Task statement
Count the lines below that contain the word "hand", and reply with only that number.

(Records excerpted from a collection)
↓

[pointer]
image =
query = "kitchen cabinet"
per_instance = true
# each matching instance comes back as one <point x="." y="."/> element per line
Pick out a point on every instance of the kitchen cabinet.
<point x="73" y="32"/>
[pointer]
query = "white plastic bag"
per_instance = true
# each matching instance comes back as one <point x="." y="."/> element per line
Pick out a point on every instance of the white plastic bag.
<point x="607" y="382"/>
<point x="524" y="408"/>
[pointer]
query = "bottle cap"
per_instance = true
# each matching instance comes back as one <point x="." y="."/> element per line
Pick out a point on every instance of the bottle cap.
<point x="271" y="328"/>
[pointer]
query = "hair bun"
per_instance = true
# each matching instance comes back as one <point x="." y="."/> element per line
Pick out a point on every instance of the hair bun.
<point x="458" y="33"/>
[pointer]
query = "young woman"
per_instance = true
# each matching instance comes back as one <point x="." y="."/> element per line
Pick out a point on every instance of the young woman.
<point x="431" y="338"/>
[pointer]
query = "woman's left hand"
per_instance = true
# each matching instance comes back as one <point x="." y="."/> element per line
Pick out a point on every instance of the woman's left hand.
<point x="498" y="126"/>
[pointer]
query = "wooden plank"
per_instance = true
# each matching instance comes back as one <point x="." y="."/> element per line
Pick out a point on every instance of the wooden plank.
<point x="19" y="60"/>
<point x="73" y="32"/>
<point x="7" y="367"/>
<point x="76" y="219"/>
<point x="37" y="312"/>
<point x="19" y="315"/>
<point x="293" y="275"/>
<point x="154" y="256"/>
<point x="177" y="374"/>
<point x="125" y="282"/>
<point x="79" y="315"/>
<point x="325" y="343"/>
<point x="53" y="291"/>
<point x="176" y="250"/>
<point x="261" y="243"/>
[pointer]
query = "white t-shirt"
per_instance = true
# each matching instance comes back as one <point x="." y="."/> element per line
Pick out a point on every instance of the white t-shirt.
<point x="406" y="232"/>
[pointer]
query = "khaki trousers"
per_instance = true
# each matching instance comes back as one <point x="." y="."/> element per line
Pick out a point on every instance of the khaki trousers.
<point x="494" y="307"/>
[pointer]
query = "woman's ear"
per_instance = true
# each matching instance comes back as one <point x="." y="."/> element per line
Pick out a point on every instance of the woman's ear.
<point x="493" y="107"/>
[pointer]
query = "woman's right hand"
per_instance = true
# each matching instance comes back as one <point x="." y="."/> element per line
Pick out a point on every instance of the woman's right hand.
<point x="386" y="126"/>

↑

Answer below
4